Ricopia senza modifiche il passo del brano sulla restrizione di crescita fetale, cioè tutto da "Restrizione di crescita fetale: come" fino a "nascere il bambino?".

→ Brano del documento:
※

Restrizione di crescita fetale: come riconoscerla

A volte, purtroppo, capita: un’ecografia di routine e si scopre che qualcosa non va per il verso giusto. Il bambino non cresce come dovrebbe ed è più piccolo della norma: si chiama restrizione di crescita fetale e non esistono terapie.

Restrizione di crescita fetale: quando far nascere il bambino?

Quando il bimbo non cresce in modo corretto, l’unica possibilità resta quella di farlo nascere il prima possibile ma neanche troppo presto, per non subire i rischi della prematurità. In questi casi, quindi, è importante individuare il momento perfetto per il parto, in altre parole, quello in cui è ottimale il rapporto tra i pericoli associati alla permanenza nell’utero materno e quelli riferiti alla nascita prematura. E’ proprio in quest’ambito che s’inserisce TRUFFLE, uno studio europeo recentemente pubblicato sulla rivista Lancet.

La risposta è in due esami combinati

Secondo gli scienziati che hanno partecipato alla ricerca, la soluzione migliore per decidere quando far nasce il bimbo è lutilizzo combinato del classico tracciato cardiotocografico e del doppler del dotto venoso, un particolare esame ecografico. Il cardiotocografo, che misura il battito cardiaco fetale attraverso alcuni sensori applicati sul ventre della mamma, è lo strumento privilegiato per valutare le condizioni del feto ed è lo stesso che si utilizza per eseguire il comune tracciato quando la gravidanza è ormai giunta al termine. Il doppler del dotto venoso, invece, è un metodo d’indagine che analizza una struttura anatomica peculiare del feto (il dotto venoso), predisposta alla conduzione diretta del sangue dalla placenta al cuore.

※

→ Righe fornite:
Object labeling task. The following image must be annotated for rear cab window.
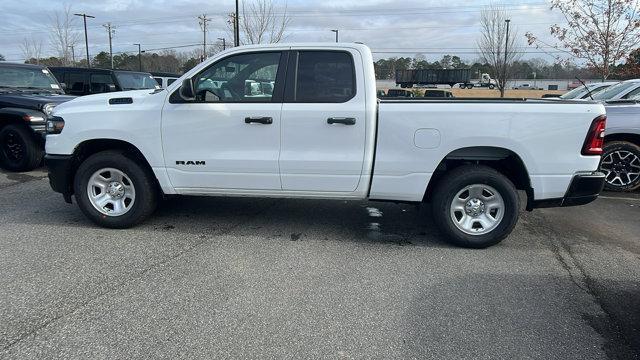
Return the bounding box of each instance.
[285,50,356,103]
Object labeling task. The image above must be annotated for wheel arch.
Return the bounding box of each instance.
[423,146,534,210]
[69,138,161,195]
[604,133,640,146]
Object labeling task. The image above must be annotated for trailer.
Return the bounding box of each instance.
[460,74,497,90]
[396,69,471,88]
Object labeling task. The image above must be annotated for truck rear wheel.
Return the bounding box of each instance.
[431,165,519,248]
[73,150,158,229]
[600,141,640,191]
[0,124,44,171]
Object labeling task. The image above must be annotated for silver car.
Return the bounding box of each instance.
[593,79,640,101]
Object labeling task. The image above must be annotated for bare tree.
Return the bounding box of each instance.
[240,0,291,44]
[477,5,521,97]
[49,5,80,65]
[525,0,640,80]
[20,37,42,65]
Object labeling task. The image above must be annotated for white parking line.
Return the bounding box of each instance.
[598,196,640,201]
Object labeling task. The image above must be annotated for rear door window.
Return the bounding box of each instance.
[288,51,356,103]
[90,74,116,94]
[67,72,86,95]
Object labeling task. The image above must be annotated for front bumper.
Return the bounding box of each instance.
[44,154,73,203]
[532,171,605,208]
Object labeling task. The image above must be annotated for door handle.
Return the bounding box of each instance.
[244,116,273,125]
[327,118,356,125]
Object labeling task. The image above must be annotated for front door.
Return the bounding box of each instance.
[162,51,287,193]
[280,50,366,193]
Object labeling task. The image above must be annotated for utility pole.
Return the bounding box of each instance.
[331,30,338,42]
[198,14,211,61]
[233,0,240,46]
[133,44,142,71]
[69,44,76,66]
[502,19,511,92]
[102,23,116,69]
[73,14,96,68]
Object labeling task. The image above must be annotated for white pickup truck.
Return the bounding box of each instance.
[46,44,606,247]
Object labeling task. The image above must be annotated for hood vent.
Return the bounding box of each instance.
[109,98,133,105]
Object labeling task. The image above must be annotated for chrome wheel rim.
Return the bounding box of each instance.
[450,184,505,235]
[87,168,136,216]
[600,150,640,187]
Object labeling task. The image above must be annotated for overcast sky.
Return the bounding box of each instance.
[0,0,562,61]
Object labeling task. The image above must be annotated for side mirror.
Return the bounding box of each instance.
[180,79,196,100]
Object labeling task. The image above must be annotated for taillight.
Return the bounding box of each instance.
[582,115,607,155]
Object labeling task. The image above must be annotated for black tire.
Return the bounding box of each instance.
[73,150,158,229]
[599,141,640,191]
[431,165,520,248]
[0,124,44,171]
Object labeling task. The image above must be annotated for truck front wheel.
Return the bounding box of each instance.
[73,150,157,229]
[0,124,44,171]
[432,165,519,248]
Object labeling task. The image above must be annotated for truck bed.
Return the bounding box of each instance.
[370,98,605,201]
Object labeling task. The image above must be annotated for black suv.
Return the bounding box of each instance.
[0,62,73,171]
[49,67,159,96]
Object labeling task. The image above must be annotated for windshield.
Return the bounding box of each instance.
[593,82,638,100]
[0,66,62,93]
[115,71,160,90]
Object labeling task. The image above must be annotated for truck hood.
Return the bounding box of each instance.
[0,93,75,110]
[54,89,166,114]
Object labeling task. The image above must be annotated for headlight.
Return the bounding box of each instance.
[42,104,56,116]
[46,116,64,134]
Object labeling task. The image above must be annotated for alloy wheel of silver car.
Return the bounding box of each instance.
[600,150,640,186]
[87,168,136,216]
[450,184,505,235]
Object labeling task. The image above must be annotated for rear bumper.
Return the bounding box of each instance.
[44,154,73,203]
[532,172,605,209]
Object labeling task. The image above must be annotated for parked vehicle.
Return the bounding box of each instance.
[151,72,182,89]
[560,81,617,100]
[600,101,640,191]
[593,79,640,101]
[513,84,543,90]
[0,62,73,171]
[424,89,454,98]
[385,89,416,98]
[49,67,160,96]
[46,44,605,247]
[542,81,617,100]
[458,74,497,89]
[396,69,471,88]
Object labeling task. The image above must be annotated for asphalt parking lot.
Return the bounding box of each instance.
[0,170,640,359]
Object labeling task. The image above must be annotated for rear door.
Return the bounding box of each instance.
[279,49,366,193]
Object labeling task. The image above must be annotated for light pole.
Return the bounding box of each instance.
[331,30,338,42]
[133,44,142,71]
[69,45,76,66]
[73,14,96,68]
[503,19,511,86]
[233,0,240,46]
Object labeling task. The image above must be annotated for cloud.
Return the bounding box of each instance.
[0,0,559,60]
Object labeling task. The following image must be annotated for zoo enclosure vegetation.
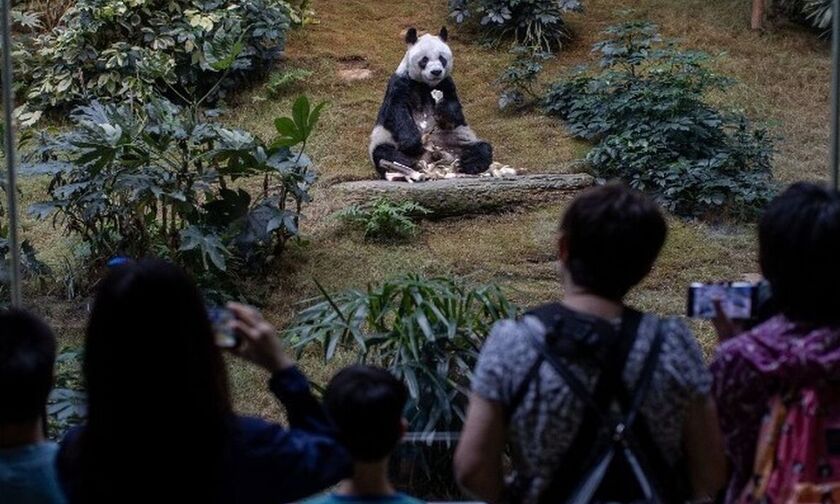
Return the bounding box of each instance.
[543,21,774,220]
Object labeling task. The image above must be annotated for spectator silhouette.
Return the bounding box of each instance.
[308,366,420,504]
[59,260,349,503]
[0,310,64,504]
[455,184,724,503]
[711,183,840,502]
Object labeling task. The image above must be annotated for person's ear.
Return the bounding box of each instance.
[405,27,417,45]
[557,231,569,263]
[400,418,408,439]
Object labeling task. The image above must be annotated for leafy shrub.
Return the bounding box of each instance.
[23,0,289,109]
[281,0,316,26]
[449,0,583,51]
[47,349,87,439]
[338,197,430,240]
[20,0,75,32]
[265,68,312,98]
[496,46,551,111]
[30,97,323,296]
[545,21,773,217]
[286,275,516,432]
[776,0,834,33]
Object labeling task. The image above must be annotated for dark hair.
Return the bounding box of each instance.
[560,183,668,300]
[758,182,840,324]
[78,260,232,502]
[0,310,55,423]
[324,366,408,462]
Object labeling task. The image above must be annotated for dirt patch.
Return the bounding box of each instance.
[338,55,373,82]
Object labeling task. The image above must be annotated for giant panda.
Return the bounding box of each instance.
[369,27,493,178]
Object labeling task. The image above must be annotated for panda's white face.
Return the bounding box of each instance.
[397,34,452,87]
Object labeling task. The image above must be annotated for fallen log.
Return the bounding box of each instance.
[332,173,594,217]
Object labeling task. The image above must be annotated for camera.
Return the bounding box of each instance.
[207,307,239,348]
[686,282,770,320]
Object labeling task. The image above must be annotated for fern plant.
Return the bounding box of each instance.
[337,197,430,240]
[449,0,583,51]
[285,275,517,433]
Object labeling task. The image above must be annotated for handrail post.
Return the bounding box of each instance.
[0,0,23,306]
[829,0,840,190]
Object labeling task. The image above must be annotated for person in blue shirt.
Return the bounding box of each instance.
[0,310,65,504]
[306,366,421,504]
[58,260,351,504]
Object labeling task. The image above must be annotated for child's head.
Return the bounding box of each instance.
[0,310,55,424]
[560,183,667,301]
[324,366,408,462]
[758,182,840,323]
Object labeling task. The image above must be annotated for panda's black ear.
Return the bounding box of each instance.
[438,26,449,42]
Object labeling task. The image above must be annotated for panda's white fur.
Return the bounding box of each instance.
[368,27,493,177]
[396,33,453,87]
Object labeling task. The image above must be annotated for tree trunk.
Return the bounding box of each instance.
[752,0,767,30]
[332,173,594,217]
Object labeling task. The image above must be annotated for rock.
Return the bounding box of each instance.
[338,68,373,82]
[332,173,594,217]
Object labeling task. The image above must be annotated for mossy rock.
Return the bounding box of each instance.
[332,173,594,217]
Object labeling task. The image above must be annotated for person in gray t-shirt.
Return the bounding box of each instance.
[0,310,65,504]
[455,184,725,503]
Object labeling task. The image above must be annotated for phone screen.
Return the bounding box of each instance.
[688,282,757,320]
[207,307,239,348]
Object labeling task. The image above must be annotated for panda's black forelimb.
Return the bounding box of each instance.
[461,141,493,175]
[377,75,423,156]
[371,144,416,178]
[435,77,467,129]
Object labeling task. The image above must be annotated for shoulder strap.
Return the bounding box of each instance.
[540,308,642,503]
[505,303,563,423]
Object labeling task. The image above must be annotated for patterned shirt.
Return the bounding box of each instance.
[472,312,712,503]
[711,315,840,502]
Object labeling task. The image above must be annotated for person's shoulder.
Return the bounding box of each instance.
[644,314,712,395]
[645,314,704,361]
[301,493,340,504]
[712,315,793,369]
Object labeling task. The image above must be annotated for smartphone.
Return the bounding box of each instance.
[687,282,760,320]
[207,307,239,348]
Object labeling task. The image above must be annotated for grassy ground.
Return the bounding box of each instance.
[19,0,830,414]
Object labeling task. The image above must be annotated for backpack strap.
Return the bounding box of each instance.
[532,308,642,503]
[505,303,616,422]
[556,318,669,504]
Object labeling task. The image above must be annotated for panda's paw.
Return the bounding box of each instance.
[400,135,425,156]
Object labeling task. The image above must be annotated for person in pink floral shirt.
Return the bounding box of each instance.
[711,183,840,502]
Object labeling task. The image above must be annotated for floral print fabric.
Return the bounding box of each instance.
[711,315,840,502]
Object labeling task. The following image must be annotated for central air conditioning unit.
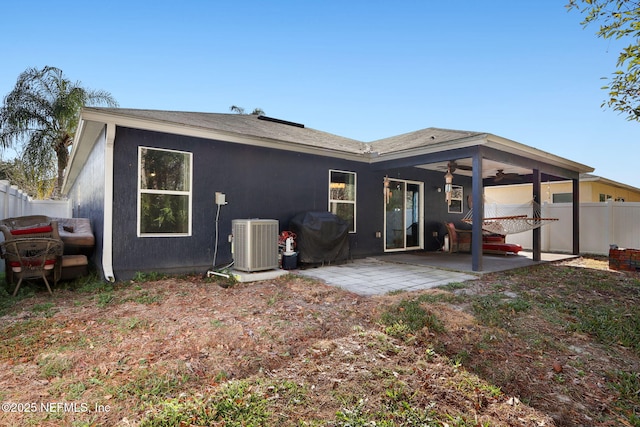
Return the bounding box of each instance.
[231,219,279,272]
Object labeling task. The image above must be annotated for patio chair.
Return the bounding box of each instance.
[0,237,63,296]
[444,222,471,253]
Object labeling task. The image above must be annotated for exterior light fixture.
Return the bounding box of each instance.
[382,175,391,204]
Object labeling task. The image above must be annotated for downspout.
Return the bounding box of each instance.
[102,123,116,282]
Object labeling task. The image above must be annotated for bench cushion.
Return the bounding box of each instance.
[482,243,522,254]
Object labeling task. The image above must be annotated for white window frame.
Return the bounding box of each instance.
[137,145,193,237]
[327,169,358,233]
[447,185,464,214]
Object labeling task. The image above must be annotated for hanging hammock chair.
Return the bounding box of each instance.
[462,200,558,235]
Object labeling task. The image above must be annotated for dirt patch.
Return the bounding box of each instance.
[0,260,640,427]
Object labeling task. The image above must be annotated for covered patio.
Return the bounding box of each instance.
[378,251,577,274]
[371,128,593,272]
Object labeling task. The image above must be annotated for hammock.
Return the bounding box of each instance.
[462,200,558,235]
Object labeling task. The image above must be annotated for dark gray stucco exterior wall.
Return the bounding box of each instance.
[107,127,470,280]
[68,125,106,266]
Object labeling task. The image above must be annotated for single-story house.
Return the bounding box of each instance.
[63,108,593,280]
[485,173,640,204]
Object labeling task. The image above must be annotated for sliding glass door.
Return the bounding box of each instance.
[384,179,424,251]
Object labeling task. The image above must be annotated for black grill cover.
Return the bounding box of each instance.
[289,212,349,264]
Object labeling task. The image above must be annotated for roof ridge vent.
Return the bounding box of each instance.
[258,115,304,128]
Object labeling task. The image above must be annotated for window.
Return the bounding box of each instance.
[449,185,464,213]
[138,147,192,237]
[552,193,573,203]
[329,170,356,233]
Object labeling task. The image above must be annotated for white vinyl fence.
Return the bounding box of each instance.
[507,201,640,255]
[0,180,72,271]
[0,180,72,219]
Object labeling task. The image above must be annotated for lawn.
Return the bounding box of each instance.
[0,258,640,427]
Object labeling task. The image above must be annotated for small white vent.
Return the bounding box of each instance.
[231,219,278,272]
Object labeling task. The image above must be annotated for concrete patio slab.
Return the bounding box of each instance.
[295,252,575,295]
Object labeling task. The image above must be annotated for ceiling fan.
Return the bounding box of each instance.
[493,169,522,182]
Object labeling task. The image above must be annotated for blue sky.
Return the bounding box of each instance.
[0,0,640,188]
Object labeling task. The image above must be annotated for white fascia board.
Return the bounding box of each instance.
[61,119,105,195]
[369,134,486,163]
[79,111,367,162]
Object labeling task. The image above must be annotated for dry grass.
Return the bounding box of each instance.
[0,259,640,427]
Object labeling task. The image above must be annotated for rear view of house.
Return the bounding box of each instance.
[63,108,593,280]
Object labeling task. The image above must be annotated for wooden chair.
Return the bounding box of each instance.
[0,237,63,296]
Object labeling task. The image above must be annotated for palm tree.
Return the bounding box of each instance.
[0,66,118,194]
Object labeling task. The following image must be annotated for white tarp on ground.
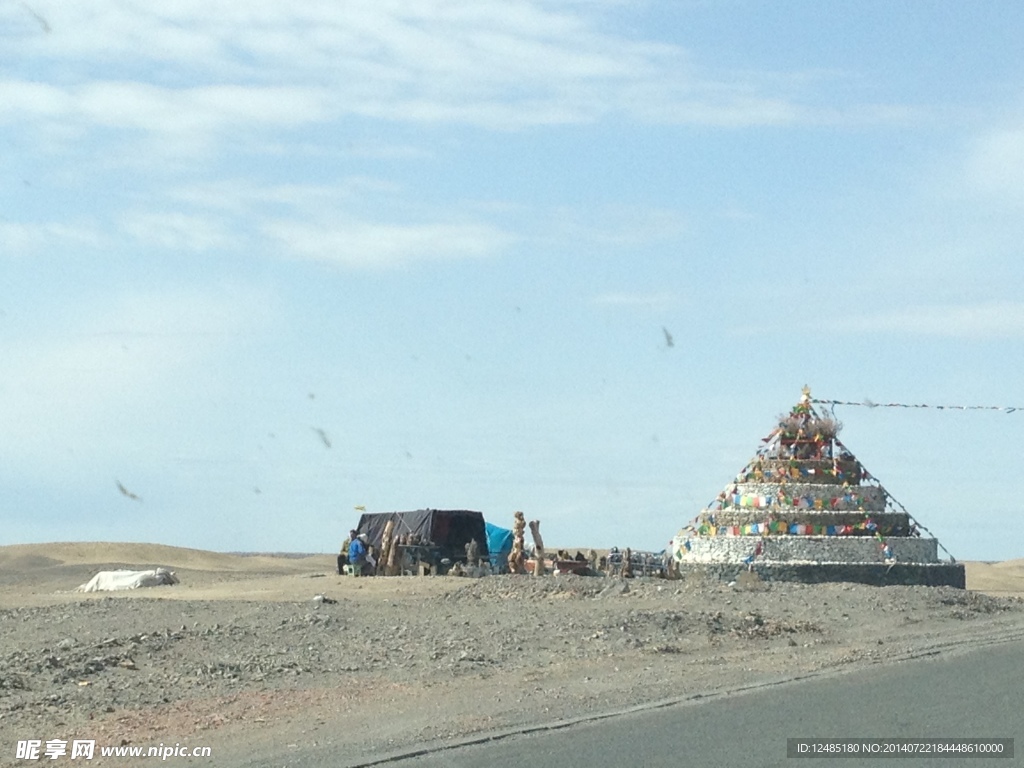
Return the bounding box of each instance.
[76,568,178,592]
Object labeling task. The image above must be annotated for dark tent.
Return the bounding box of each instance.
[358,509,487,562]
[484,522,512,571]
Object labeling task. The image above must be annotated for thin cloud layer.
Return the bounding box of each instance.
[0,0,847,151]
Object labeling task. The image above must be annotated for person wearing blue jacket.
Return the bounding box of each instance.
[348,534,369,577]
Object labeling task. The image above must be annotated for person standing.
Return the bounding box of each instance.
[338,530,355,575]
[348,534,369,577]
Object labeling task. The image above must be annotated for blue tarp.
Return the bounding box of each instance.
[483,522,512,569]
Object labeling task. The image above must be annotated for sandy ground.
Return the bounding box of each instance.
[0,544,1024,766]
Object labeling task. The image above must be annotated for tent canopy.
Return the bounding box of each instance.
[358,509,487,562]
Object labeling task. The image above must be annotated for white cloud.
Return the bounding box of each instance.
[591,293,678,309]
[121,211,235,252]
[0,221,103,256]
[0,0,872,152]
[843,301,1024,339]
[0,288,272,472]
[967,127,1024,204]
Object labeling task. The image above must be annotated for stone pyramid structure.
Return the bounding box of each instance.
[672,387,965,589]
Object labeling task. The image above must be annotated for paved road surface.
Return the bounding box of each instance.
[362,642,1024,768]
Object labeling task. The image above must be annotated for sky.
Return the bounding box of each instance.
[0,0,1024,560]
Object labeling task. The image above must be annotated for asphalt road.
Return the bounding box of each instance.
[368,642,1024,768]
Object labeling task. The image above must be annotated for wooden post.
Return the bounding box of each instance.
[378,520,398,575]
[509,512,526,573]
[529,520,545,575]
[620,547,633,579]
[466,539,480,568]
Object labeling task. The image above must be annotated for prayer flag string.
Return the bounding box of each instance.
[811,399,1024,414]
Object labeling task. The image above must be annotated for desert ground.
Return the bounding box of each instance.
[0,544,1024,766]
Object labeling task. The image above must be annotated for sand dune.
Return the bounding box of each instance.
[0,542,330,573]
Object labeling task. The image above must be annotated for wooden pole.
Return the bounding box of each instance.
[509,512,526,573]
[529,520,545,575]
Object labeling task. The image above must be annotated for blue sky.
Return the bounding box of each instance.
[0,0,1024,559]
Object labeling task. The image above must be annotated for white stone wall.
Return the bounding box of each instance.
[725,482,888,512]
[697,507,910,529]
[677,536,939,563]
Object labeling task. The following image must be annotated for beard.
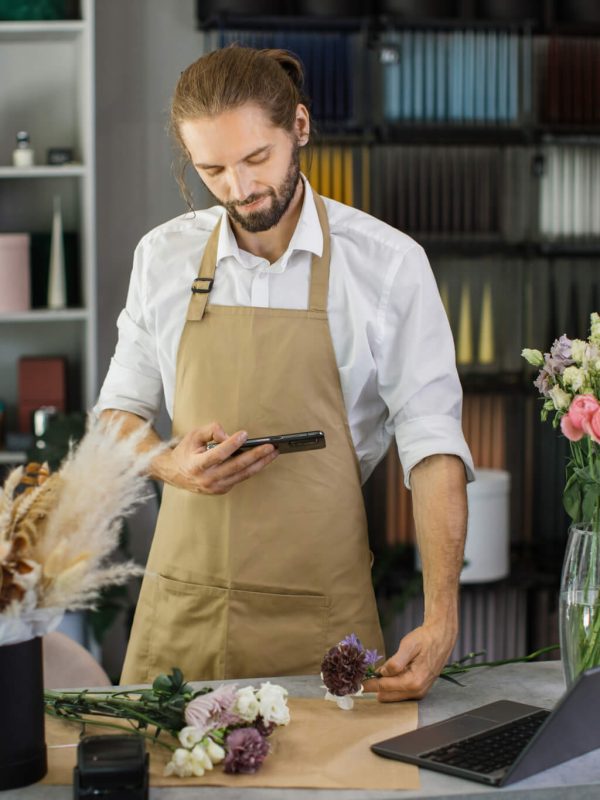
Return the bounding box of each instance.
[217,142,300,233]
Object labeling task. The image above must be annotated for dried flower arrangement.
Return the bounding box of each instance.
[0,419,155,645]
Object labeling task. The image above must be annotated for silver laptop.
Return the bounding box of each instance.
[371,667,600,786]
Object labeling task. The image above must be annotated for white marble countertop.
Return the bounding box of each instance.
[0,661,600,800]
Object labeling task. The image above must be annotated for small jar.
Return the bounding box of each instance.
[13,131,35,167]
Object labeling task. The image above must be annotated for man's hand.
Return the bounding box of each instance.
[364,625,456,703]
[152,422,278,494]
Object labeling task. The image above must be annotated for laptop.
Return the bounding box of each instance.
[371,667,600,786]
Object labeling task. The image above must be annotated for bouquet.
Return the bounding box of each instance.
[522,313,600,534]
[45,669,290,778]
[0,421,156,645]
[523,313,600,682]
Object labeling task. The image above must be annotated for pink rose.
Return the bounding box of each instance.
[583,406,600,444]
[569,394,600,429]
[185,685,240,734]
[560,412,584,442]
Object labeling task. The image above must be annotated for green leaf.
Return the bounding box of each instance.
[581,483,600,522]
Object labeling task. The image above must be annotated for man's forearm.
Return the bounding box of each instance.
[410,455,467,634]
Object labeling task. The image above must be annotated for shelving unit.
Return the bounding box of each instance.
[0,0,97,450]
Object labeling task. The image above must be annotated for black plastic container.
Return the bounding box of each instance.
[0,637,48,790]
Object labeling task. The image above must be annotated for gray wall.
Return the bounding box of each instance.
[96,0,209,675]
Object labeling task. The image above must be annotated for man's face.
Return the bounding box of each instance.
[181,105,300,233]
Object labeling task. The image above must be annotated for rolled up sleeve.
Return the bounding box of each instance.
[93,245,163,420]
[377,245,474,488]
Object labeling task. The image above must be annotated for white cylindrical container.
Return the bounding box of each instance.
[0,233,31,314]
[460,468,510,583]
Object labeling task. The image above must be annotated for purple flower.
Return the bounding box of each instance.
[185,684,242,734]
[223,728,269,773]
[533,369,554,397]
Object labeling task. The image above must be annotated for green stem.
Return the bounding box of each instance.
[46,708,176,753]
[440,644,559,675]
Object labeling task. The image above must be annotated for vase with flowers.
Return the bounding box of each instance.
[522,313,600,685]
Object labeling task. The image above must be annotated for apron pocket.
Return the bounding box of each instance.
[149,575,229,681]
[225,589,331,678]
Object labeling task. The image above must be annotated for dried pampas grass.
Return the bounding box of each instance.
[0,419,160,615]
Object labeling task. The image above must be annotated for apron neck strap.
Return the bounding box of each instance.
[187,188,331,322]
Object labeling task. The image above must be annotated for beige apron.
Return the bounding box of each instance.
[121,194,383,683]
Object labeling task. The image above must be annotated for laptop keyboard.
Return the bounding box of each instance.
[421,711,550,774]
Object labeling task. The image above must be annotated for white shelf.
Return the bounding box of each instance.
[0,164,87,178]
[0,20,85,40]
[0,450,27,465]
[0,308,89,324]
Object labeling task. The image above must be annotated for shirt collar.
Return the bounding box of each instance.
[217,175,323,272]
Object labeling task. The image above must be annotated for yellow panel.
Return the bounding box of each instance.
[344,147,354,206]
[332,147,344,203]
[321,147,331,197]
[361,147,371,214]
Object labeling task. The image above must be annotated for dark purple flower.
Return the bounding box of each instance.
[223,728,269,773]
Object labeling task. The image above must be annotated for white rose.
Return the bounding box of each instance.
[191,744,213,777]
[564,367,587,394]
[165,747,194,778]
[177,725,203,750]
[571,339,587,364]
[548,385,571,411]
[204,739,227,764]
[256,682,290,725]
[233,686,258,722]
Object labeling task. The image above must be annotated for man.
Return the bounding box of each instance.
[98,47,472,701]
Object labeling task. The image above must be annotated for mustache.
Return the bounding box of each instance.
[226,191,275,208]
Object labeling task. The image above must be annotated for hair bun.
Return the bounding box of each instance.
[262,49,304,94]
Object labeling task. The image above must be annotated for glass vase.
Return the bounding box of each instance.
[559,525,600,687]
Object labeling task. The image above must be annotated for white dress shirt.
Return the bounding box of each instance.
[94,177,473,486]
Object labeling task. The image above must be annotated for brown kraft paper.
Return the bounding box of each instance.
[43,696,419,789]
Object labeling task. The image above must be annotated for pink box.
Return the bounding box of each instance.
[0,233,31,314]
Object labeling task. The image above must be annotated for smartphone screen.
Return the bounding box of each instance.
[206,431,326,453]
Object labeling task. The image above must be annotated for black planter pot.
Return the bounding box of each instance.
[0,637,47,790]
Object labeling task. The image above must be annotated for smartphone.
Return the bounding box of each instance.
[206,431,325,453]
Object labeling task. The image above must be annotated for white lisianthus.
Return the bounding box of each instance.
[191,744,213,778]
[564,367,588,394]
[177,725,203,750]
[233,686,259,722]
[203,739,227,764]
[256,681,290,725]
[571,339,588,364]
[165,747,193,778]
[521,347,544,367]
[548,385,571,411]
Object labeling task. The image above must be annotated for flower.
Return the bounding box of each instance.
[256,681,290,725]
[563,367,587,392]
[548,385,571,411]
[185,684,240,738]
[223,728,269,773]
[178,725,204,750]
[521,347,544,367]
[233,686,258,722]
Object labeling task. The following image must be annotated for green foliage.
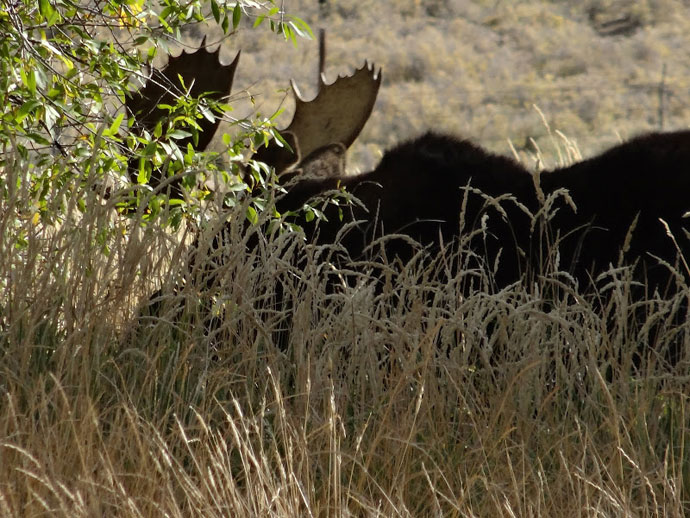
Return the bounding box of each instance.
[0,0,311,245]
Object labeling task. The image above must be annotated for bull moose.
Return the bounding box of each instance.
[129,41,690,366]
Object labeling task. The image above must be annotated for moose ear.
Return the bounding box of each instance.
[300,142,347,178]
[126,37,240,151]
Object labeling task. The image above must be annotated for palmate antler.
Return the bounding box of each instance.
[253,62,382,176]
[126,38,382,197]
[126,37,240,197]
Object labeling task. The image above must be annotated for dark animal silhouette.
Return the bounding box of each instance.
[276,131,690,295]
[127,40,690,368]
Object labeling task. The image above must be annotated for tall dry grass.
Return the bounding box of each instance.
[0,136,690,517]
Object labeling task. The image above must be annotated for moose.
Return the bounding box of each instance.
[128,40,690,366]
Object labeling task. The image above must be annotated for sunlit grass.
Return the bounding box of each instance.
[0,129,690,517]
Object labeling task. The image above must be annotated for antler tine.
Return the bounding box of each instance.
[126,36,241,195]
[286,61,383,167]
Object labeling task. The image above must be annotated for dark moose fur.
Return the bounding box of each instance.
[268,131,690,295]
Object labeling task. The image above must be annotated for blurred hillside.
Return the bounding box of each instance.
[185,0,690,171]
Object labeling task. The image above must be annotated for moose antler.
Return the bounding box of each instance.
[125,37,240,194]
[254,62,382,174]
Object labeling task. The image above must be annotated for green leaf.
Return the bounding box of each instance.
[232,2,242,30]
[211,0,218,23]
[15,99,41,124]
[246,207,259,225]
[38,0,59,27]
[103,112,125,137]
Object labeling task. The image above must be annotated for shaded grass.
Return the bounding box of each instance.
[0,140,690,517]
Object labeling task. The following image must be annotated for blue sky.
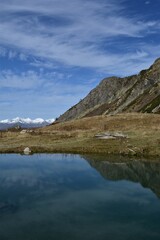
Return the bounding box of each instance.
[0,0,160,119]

※

→ Svolgimento:
Restrizione di crescita fetale: come riconoscerla

A volte, purtroppo, capita: un’ecografia di routine e si scopre che qualcosa non va per il verso giusto. Il bambino non cresce come dovrebbe ed è più piccolo della norma: si chiama restrizione di crescita fetale e non esistono terapie.

Restrizione di crescita fetale: quando far nascere il bambino?